-------- DOCUMENT --------
Nervous bank employees watch the scene from behind a glass doo;, an 
egg sails through the air and breaks against it. The bankers flinch, 
then turn away.
	The crowd repeats the accusatory chant, "Ladrones, ladrones," 
or thieves, and then join in a longer chant, while jumping 
ecstatically up and down, waving portfolios and briefcases around. 
The chant translates loosely as "Whoever is not jumping is a banker, 
whoever is not jumping is a thief...." When this dies down, everyone 
casually exits the lobby and moves on to the next bank, less than 
fifty yards up the street.
	These kind of tactics have become archetypes of contemporary 
protest: the shattered glass, graffiti smeared across bank walls, the 
corporate symbols of capital destroyed. Images like these have been 
imbedded in our imagination over the past few years, placed there by 
the mega-machine of mainstream media in its attempt to divide, 
discredit, and attack the growing anticapitalist movement, which is 
increasingly referred to as "terrorist thugs", "violent anarchists," 
and "mindless mob." From London to Genoa, via Seattle, Prague, and 
Québec City, it has been the same story, the same images, the same 
rituals of symbolic destruction, played out over and over again; a 
high drama which effectively sells newspapers when splashed across 
the front page, and which serves to distract from the real issues at 
hand. However, here in Buenos Aires, things are very, very, different.
-------- ENTRIES PROVIDED --------
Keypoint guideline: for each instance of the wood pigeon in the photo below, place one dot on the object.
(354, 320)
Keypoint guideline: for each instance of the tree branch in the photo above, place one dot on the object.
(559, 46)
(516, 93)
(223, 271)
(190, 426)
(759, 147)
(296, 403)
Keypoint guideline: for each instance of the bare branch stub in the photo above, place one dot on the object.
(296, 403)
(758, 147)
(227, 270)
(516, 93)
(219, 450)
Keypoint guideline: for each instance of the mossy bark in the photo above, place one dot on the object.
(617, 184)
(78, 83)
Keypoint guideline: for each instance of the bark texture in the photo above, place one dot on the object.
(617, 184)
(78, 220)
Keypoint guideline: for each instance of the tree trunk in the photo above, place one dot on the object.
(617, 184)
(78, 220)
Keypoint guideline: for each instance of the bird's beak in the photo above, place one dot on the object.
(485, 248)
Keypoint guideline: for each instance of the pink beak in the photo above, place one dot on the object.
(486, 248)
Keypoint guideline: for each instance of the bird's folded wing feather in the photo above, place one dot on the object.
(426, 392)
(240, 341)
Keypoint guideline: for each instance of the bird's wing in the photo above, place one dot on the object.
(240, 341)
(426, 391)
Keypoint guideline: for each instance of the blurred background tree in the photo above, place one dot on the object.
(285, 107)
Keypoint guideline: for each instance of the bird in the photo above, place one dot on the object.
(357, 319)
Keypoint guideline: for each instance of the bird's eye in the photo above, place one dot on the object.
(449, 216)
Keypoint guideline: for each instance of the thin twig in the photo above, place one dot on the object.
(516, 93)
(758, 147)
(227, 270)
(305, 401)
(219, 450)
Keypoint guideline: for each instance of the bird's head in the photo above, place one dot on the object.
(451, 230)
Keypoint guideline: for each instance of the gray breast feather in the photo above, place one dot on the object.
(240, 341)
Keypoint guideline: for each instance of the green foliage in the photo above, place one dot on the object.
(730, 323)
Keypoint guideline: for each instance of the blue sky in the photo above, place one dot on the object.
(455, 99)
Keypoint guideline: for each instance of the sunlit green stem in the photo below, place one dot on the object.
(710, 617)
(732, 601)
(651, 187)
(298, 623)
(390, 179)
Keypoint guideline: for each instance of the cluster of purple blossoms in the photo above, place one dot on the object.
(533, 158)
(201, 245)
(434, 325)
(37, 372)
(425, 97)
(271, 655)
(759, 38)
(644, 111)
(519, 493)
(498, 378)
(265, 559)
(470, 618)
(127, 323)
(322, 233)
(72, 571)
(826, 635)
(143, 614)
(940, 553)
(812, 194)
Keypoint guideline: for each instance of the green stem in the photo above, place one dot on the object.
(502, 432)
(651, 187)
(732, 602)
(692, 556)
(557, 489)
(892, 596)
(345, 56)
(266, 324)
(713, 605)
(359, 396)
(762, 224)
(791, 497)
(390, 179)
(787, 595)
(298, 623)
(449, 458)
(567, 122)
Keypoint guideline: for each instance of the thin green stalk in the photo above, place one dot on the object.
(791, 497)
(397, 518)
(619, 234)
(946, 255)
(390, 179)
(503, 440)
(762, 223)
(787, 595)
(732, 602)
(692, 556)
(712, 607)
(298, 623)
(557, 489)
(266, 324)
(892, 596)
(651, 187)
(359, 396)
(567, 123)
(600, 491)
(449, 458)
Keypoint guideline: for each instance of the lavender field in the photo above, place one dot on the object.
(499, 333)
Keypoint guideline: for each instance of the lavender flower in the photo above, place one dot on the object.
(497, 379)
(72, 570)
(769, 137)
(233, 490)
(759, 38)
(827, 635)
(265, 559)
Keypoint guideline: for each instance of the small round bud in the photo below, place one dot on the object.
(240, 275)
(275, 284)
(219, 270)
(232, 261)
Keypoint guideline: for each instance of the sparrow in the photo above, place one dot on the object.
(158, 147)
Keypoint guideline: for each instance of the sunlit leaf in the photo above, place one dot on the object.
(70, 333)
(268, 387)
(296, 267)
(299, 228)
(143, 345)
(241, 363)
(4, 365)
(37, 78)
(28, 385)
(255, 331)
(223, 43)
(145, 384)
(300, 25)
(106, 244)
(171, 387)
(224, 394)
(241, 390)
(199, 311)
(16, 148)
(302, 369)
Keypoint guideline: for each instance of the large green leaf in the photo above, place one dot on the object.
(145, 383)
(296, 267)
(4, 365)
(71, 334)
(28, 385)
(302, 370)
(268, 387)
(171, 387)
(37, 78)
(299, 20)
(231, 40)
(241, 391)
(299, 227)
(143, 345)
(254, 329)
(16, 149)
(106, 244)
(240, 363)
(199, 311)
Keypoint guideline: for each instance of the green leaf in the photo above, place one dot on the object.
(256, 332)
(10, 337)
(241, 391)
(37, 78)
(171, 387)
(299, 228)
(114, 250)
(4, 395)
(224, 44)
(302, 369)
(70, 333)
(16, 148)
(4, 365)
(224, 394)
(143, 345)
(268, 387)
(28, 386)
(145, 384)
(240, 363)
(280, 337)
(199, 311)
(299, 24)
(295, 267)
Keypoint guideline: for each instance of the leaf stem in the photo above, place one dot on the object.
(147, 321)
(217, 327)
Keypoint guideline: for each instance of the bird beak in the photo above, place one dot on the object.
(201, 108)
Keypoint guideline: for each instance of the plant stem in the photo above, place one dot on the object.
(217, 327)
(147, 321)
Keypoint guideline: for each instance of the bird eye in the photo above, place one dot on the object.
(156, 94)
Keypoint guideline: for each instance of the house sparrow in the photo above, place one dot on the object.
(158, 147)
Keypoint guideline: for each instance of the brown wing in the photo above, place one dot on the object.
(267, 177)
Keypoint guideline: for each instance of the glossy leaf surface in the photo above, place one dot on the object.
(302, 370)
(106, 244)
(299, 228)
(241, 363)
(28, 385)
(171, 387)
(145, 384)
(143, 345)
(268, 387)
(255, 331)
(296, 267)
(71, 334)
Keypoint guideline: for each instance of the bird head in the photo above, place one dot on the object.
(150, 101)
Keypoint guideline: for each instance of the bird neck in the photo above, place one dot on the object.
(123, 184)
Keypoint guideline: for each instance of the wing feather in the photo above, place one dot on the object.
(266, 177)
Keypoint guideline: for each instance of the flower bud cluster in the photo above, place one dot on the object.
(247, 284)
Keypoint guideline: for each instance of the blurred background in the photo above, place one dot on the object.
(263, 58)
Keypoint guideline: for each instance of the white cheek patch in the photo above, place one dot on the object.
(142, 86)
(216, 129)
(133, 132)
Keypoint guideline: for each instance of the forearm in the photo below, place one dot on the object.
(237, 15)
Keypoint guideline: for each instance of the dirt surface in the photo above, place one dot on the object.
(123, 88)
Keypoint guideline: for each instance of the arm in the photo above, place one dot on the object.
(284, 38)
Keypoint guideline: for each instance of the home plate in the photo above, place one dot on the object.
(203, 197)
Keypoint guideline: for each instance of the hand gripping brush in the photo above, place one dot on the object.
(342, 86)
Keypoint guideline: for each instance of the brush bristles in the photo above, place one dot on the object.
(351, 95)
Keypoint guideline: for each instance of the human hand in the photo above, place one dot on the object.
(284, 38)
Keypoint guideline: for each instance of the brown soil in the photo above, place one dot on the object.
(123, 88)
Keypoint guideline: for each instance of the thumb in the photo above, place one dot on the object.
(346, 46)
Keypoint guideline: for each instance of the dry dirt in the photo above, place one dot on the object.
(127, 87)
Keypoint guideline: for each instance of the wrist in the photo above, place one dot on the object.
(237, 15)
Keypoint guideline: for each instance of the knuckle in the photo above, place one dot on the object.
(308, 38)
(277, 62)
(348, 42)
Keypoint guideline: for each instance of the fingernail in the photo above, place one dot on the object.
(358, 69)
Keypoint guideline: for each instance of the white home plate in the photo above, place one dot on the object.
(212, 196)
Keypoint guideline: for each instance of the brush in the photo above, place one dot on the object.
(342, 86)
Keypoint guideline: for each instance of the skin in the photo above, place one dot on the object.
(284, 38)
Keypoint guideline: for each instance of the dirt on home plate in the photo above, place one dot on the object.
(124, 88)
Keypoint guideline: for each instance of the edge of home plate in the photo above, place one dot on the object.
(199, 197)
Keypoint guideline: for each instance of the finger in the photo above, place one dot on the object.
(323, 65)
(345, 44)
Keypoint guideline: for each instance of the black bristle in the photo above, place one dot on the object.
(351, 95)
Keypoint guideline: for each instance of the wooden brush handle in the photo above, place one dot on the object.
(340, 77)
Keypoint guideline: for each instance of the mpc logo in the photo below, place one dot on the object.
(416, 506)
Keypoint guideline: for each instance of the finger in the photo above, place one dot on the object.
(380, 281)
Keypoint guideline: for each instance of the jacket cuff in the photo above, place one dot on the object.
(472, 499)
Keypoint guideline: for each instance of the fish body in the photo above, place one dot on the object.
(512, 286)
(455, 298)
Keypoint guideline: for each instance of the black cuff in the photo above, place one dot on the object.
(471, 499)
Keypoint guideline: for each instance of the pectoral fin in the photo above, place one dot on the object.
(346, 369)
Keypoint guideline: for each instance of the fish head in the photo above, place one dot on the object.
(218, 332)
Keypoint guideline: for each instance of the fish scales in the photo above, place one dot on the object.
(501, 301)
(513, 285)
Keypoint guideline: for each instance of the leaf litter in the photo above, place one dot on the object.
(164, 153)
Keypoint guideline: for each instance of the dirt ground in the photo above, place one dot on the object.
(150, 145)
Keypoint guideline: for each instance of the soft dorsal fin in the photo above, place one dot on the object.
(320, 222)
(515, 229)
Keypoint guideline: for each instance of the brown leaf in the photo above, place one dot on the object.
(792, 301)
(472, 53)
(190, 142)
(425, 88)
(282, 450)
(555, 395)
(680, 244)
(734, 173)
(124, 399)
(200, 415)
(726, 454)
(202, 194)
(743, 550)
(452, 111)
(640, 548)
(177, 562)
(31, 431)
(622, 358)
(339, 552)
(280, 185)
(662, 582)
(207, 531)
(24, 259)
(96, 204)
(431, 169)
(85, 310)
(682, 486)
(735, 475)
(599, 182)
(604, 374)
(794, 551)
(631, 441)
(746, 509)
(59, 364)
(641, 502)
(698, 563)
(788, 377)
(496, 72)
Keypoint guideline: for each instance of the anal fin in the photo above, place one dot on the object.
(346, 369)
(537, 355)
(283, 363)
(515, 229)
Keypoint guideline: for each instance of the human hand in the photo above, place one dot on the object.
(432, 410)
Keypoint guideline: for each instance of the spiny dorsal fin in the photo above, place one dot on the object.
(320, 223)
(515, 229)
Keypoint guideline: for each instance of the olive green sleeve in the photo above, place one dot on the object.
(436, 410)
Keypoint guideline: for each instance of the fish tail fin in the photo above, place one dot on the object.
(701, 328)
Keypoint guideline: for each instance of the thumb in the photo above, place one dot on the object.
--------
GOALS:
- 1) Rename "lobby" as "foyer" in the stretch of the protest account from "The crowd repeats" through "up the street.", and give that stretch back in full.
- 2) Translate this sentence from the protest account into Spanish: "The bankers flinch, then turn away."
Base every answer on the protest account alone.

ANSWERS:
- 1)
The crowd repeats the accusatory chant, "Ladrones, ladrones," 
or thieves, and then join in a longer chant, while jumping 
ecstatically up and down, waving portfolios and briefcases around. 
The chant translates loosely as "Whoever is not jumping is a banker, 
whoever is not jumping is a thief...." When this dies down, everyone 
casually exits the foyer and moves on to the next bank, less than 
fifty yards up the street.

- 2) Los banqueros se estremecen y luego se dan la vuelta.